===== DATASET ROWS

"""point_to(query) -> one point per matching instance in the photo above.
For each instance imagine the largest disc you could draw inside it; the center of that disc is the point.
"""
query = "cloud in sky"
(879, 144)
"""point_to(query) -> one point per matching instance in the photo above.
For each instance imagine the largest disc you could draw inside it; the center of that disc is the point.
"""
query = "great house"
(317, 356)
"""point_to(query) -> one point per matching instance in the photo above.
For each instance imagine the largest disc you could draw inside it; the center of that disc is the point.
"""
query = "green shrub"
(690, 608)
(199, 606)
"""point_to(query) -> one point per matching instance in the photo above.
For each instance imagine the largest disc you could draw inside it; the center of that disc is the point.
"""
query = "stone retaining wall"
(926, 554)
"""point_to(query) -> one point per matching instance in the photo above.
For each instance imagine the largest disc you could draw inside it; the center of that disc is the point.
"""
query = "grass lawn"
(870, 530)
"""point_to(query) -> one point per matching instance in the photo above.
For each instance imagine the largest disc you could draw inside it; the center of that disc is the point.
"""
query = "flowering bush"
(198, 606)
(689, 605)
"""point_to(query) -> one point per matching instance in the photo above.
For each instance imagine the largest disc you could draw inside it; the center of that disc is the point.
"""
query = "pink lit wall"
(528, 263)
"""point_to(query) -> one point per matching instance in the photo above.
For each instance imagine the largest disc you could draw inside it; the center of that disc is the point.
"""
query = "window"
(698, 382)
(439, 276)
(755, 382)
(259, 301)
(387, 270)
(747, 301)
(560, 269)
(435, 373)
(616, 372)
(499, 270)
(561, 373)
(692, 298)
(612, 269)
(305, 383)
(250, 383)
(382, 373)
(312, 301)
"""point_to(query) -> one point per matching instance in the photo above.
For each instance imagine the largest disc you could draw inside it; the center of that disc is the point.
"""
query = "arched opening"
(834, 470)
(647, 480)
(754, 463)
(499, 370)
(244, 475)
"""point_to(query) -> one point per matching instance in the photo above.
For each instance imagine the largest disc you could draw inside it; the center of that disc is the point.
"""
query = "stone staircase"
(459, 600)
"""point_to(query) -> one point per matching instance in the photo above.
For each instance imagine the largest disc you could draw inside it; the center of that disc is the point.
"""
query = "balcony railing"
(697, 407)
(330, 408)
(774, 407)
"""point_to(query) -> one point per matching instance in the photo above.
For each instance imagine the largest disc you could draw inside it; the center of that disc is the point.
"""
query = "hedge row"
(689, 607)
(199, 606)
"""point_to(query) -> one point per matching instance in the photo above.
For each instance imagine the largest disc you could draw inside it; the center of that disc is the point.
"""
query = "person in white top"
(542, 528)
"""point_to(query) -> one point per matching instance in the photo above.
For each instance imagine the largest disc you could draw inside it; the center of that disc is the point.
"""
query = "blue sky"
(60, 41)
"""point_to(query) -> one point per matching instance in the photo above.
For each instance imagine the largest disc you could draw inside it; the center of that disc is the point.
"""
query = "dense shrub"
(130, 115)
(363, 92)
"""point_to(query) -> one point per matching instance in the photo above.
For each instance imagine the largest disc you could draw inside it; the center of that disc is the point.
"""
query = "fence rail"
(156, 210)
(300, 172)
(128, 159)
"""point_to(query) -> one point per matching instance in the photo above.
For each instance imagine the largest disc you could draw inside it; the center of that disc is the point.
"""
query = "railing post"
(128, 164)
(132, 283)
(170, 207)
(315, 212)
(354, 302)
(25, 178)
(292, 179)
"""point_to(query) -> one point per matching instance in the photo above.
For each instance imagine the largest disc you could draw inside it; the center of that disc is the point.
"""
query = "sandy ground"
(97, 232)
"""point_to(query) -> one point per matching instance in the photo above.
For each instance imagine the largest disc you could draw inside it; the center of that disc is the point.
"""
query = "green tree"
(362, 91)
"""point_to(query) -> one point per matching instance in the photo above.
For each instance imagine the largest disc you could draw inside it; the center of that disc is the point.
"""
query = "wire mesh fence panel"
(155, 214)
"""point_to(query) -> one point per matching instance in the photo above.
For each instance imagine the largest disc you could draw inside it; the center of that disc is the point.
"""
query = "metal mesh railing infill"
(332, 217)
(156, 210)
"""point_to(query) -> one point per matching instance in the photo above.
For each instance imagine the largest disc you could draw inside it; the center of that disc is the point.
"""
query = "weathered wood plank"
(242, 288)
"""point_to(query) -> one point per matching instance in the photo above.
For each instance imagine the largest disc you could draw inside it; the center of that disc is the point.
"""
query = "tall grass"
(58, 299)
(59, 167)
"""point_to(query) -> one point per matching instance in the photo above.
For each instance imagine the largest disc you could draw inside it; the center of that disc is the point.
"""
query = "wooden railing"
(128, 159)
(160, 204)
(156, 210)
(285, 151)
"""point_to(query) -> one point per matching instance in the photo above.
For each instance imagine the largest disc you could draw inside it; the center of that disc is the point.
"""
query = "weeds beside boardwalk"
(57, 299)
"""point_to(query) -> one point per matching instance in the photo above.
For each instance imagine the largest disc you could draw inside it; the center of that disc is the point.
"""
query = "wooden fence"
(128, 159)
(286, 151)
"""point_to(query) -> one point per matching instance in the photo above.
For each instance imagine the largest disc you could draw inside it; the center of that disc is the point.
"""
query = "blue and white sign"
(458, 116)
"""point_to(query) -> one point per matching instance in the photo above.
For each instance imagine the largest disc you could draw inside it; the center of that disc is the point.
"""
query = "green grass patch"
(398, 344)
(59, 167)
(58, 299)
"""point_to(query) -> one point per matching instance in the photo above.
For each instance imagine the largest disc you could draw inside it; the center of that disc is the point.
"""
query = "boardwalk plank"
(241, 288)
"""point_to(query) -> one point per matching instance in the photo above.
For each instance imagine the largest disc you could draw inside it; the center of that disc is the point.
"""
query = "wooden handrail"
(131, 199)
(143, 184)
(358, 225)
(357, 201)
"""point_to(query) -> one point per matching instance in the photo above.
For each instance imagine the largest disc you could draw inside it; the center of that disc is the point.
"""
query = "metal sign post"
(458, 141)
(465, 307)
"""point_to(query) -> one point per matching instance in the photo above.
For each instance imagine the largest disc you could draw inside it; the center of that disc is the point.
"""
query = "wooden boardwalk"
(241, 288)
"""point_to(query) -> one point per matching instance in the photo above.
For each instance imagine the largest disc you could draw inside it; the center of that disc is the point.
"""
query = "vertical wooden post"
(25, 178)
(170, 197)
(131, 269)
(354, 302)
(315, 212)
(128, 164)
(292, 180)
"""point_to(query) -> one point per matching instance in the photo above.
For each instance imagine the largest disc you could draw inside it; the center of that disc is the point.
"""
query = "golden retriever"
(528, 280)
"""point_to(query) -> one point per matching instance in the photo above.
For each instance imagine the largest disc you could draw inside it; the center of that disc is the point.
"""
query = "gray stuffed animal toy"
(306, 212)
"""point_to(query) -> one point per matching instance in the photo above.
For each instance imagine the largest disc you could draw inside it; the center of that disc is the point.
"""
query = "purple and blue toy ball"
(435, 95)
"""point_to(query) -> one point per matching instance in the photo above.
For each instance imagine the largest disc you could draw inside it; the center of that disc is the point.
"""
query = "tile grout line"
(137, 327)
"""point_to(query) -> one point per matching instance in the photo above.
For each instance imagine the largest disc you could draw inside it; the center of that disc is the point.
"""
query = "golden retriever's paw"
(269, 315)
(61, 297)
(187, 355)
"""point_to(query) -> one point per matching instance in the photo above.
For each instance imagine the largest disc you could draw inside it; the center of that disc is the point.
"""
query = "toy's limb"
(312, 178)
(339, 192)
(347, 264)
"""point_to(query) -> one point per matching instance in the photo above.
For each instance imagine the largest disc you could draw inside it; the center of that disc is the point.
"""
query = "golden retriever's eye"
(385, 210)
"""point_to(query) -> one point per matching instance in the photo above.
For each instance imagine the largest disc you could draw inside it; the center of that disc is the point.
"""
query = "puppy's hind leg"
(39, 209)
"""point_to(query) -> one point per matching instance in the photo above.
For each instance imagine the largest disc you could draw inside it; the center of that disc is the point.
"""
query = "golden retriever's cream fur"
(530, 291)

==========

WHAT THE EXERCISE ASKS ▸
Gather every line of the listing above that contains the string "wooden", and copy each one in full.

TASK SOLUTION ▸
query = "wooden railing"
query = "wooden fence"
query = "wooden handrail"
query = "wooden boardwalk"
query = "vertical wooden post"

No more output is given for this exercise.